>> Begin Records shown

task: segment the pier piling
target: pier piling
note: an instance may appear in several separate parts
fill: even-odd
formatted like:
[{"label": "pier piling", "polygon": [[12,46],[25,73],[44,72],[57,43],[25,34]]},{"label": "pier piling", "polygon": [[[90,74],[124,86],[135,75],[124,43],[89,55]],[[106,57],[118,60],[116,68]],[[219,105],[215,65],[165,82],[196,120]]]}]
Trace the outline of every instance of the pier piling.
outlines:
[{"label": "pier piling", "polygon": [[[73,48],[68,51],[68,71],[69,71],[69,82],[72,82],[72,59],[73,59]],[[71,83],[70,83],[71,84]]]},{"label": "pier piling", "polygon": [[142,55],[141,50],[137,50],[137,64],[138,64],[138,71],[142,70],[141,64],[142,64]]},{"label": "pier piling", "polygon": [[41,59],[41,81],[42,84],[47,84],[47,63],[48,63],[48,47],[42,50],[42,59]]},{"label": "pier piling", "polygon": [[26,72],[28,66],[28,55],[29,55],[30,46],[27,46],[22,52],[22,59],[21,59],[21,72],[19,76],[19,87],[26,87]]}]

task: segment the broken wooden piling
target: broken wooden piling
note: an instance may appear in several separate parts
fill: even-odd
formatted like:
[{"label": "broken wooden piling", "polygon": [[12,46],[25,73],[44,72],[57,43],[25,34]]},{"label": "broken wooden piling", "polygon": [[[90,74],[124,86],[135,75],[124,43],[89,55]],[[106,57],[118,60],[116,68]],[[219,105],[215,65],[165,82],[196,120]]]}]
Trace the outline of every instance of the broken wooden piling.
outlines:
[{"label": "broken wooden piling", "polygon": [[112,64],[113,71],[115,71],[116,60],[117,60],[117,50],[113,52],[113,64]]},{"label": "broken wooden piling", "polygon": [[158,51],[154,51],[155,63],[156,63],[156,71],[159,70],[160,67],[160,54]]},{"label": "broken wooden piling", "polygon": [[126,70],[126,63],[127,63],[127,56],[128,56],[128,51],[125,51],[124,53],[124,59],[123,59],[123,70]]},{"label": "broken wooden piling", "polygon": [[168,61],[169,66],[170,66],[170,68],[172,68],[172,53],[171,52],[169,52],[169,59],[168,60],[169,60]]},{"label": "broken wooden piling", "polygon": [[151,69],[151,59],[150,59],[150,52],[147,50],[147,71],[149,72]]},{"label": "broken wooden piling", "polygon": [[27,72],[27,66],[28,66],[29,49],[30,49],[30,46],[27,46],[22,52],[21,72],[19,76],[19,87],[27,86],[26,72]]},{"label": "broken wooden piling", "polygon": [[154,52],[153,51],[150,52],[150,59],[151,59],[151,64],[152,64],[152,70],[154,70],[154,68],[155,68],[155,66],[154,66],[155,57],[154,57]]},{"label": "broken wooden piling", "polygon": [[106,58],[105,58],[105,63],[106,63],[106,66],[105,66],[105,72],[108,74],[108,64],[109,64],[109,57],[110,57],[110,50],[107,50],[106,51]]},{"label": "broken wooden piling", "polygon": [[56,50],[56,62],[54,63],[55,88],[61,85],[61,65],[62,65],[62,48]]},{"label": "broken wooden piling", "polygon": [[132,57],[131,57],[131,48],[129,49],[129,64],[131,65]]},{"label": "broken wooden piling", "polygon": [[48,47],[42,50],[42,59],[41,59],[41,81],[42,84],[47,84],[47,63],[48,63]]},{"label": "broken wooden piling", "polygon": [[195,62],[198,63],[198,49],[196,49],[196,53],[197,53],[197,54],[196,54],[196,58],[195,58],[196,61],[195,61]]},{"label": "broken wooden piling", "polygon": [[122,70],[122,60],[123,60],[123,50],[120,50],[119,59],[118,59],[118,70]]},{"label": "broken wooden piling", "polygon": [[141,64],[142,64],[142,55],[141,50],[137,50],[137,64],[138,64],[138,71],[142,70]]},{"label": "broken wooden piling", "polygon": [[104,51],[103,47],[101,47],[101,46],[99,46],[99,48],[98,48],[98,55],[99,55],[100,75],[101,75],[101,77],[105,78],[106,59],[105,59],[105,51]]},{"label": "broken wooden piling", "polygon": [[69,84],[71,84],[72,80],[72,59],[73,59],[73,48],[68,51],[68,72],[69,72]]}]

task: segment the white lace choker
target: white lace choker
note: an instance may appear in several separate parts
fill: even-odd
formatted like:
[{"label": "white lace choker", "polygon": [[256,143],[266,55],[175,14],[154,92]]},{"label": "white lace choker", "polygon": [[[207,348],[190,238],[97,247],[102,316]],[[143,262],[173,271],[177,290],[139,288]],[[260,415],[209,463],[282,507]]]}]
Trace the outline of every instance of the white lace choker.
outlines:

>> End Records shown

• _Set task_
Return the lines beginning at the one that contains "task: segment the white lace choker" and continuing through the last line of the data, exactly as they stand and without any others.

• _Response to the exercise_
task: segment the white lace choker
target: white lace choker
note: an instance may appear in several separate parts
fill: even-odd
formatted like:
[{"label": "white lace choker", "polygon": [[256,143],[266,55],[175,14],[154,92]]},{"label": "white lace choker", "polygon": [[[207,348],[190,238],[97,247],[102,316]],[[143,262],[173,271],[177,290],[139,288]],[[260,415],[209,463],[282,507]]]}]
Trace the outline of every instance of the white lace choker.
outlines:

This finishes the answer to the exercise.